**PASSAGE PROVIDED:**
Error handling

This section gives information about how to track errors that have occurred during minimal downtime migration via metrics and how to retry the errored records.

Table of contents
  1. Minimal Downtime Migration
  2. Current error scenarios
  3. Metrics
    1. Metrics for regular run
    2. Metrics for retryDLQ run
    3. Re-run commands
      1. To rerun regular flow
      2. To re-run for reprocessing DLQ directory

Minimal Downtime Migration

The Dataflow job that handles minimal downtime migration runs in two mode:

  • regular: This is the default mode, where the events streamed by Datastream are picked up and converted to Spanner compatible data types and applied to Spanner. It also does automatic retry of retryable errors and once the retry is exhausted, moves them to a dead letter queue (DLQ) directory in GCS. Permanent errors are also moved to the dead letter queue.
  • retryDLQ: This mode looks at the DLQ and retries the events. This mode is ideal to run when all the permanent and/or retryable errors are fixed - for example any bug fix/ dependent data migration is complete.This mode only reads from DLQ and not from Datastream output.

Current error scenarios

The following error scenarios are possible currently when doing low downtime migration:

  1. If there is a foreign key constraint on a table - and that constraint got applied successfully on Spanner - then due to unordered processing by Datastream - the child table record comes before the parent table record and it fails with foreign key constraint violation.
  2. Due to unordered processing of Datastream - for interleaved tables - it can happen that child table records arrive before the parent table record and it fails with the parent record not found error.
  3. There could also be some intermittent errors from Spanner like deadline exceeded due a temporary resource impact.

**THE TASKS:**
a: According to the error handling page, where does the regular mode move events after their automatic retries are exhausted?
b: Extend the error handling page past its final sentence, carrying on in the same style and structure.

[Extracted records]
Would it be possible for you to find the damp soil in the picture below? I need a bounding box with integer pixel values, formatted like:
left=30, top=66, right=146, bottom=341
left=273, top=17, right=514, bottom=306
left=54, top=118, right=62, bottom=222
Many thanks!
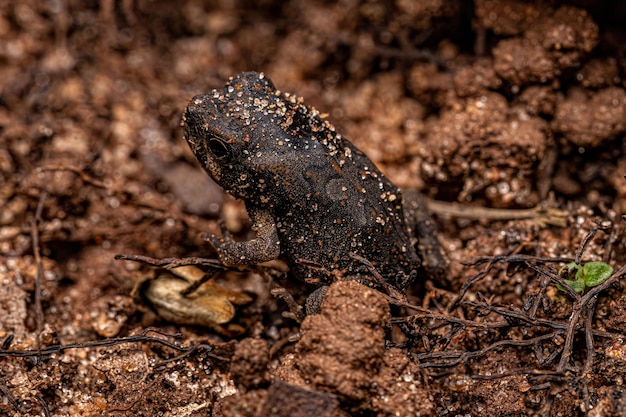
left=0, top=0, right=626, bottom=417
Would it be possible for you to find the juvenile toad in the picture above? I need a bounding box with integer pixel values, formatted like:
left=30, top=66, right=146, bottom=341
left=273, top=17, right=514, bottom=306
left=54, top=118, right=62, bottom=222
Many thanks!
left=183, top=72, right=440, bottom=292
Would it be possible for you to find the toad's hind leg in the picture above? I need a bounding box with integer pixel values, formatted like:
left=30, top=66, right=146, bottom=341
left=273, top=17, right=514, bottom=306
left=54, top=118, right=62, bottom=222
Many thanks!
left=402, top=189, right=450, bottom=284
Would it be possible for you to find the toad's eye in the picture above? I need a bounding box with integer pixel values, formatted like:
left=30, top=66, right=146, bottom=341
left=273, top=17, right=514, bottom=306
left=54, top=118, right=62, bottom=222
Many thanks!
left=209, top=137, right=232, bottom=159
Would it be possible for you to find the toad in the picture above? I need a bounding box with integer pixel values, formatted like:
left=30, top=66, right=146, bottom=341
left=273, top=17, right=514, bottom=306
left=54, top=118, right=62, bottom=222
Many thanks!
left=182, top=72, right=445, bottom=306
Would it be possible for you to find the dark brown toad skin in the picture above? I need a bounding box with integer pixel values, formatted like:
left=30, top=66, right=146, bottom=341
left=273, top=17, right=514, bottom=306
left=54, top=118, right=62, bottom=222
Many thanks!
left=182, top=72, right=428, bottom=291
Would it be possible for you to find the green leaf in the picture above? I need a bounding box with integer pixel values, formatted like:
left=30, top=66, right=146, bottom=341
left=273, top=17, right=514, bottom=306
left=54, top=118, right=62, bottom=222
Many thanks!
left=559, top=262, right=580, bottom=276
left=572, top=262, right=613, bottom=288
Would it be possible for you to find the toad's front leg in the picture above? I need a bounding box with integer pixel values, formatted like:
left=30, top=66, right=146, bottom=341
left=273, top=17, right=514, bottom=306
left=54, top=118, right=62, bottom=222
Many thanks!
left=205, top=204, right=280, bottom=267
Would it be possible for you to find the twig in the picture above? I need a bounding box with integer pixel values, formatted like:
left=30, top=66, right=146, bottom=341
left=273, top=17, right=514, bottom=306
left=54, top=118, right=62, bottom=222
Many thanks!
left=31, top=190, right=48, bottom=360
left=426, top=199, right=569, bottom=227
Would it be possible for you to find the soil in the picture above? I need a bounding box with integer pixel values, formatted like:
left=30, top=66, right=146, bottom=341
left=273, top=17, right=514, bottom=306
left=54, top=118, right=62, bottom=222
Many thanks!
left=0, top=0, right=626, bottom=417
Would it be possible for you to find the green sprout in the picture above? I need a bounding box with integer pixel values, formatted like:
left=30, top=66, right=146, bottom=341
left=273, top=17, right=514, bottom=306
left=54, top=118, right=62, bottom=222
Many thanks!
left=557, top=262, right=613, bottom=293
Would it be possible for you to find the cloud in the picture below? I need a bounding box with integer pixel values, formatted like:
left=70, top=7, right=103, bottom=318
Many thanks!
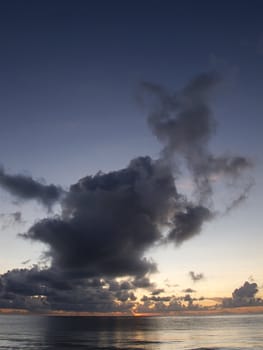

**THE ANSWERS:**
a: It moves them to a dead letter queue (DLQ) directory in GCS.

b:
  4. Other SpannerExceptions - which are marked for retry
  5. In addition, there is a possibility of severe errors that would require manual intervention. Examples of severe error could be error during transformation.

Points 1 to 4 above are retryable errors - the Dataflow job automatically retries them at intervals of 10 minutes for 500 times. In most cases, this should be good enough for the retryable records to succeed, however, even if after exhausting all the retries, these are not successful - then these records are marked as ‘severe’ error category. Such ‘severe’ errors can be retried later with a ‘retryDLQ’ mode of the Dataflow job (discussed below).
The following scenarios results in skipping of records, they are not really errors:

  1. Invalid structure of records read from Datastream output
  2. Table that existed in source but was dropped during schema conversion

Note there can be exceptions like invalid arguments to the Dataflow pipeline - these cause the pipeline to halt.

Metrics

Migration progress can be tracked by monitoring the Dataflow job and following custom metrics are exposed:

Metrics for regular run

Metric Name Description
Successful events Total number of events successfully processed and applied to Spanner database
Retryable errors The count of events that were errored out but will be retried
Total permanent errors The number of events that are errored out with non-retriable errors in addition to the number of errors after exhausting retries
Conversion errors Number of events that could not be converted to Spanner.This is a permanent error category.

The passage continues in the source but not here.